# CONSIGNE 1:
Notez toutes les années citées dans le texte sur l'autisme, dans leur ordre d'apparition.
# CONSIGNE 2:
Extrayez du texte sur l'autisme le passage qui commence par «Introduction» et se termine par «KANNER, en 1944.», sans rien y changer.

# TEXTE FOURNI:
Dossier: Comprendre l’autisme

Dans le cadre de la journée internationale de l’Autisme, le 02 avril de chaque année, il nous est apparu utile et urgent, voire nécessaire d’apporter des éléments de compréhension et des connaissances sur l’autisme. Dans le grand public et auprès d’une partie du monde médical, la méconnaissance subsiste. Pour les parents, la découverte est quotidienne. Les parents d’enfants autistes se sentent très seuls. Ce n’est pas un sujet dont on parle avec n’importe qui. La situation qu’ils vivent est déjà difficile en soi: elle peut encore s’accentuer quand s’ajoute l’incompréhension ou le rejet de leur entourage.  

 

Introduction

«Depuis 1938 notre attention a été attirée par un certain nombre d’enfants dont l’état diffère de façon si marquée et si distincte de tout ce qui a été décrit antérieurement que chaque cas mérite-et je l’espère, finira par recevoir-une considération détaillée de ses particularités fascinantes» Léo KANNER.

Ces mots inaugurent le fameux article princeps dans lequel Léo KANNER (1894-1981), psychiatre américain d’origine autrichienne, individualise, à partir de l’observation fine de onze enfants (huit garçons et trois filles, âgés de deux ans et demi à dix ans), un tableau clinique suffisamment typique pour être distingué des entités psychiatriques alors préexistantes : il définit le syndrome de l’«autisme infantile précoce», dénomination clinique adoptée par KANNER, en 1944.

# DONNÉES FOURNIES:
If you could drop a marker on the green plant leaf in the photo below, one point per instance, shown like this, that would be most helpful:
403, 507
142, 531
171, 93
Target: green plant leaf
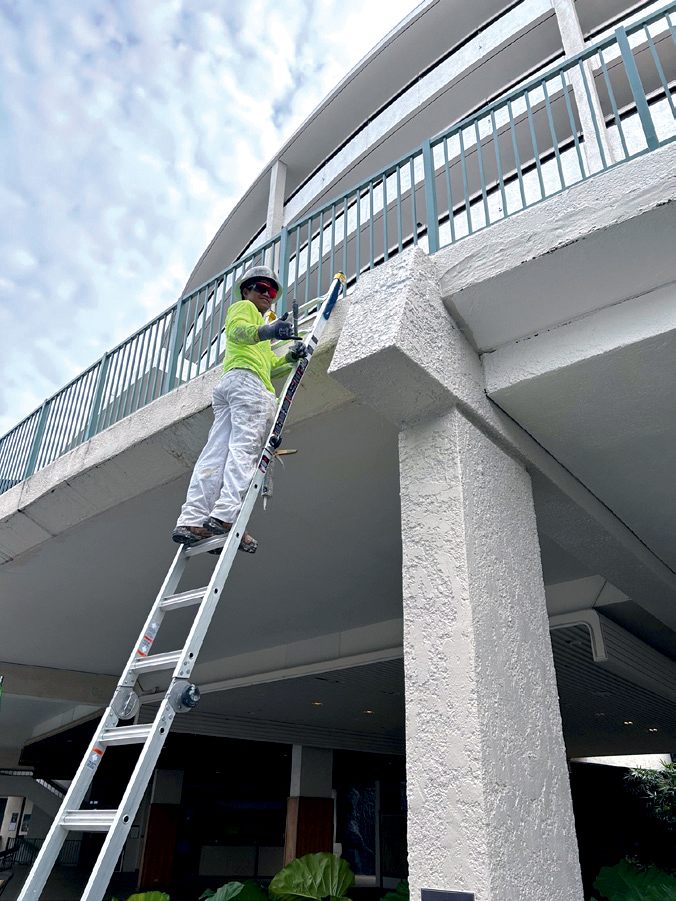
226, 892
252, 891
321, 875
626, 882
401, 892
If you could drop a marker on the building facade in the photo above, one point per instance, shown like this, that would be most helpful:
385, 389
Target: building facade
483, 502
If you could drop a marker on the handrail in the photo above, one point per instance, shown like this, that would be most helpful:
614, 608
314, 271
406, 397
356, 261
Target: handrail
533, 142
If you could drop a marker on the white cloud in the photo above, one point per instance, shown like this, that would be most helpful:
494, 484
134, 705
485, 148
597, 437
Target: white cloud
131, 129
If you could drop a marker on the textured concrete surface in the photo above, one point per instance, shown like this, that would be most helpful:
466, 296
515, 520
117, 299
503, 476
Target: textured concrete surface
489, 805
489, 799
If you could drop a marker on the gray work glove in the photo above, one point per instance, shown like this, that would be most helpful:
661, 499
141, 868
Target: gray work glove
296, 352
280, 328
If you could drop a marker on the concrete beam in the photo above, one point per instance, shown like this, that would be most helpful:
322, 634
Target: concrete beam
56, 684
409, 360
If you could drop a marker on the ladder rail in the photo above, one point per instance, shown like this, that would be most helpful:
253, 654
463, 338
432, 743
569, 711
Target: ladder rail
51, 847
123, 818
131, 800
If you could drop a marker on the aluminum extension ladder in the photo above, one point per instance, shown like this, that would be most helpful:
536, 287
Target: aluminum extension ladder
180, 695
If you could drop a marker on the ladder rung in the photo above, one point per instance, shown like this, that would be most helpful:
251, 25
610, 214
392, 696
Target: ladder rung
209, 544
156, 662
184, 599
126, 735
88, 820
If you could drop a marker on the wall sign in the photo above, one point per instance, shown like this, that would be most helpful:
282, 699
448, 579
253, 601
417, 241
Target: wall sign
429, 894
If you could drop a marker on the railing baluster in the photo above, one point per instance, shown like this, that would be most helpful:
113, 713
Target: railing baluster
449, 191
517, 161
432, 214
573, 127
37, 440
498, 163
536, 152
399, 240
637, 91
385, 218
660, 71
465, 183
552, 131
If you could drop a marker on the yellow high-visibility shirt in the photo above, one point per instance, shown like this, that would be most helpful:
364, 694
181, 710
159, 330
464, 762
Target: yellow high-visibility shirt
243, 350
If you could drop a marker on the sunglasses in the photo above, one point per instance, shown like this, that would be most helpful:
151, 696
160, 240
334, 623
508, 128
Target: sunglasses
264, 288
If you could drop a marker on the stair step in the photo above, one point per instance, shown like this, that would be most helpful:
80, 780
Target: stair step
126, 735
184, 599
88, 820
157, 662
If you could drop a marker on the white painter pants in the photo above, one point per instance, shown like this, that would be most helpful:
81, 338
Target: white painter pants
243, 415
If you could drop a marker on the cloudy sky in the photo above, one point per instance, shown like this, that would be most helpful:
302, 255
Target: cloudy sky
129, 130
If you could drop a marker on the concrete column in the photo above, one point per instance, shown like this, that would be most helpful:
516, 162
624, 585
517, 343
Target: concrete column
573, 43
488, 793
275, 216
309, 812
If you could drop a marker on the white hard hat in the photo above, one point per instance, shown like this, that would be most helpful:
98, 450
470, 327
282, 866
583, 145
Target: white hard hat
257, 272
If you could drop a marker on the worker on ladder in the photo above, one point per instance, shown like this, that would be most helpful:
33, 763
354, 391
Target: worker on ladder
244, 405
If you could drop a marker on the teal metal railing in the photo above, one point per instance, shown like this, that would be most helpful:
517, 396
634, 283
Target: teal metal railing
538, 140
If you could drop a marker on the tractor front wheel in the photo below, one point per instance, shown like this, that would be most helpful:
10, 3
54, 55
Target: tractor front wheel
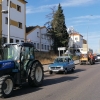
36, 74
6, 86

# RÉPONSE RÉDIGÉE 1:
1938, 1894, 1981, 1944

# RÉPONSE RÉDIGÉE 2:
Introduction

«Depuis 1938 notre attention a été attirée par un certain nombre d’enfants dont l’état diffère de façon si marquée et si distincte de tout ce qui a été décrit antérieurement que chaque cas mérite-et je l’espère, finira par recevoir-une considération détaillée de ses particularités fascinantes» Léo KANNER.

Ces mots inaugurent le fameux article princeps dans lequel Léo KANNER (1894-1981), psychiatre américain d’origine autrichienne, individualise, à partir de l’observation fine de onze enfants (huit garçons et trois filles, âgés de deux ans et demi à dix ans), un tableau clinique suffisamment typique pour être distingué des entités psychiatriques alors préexistantes : il définit le syndrome de l’«autisme infantile précoce», dénomination clinique adoptée par KANNER, en 1944.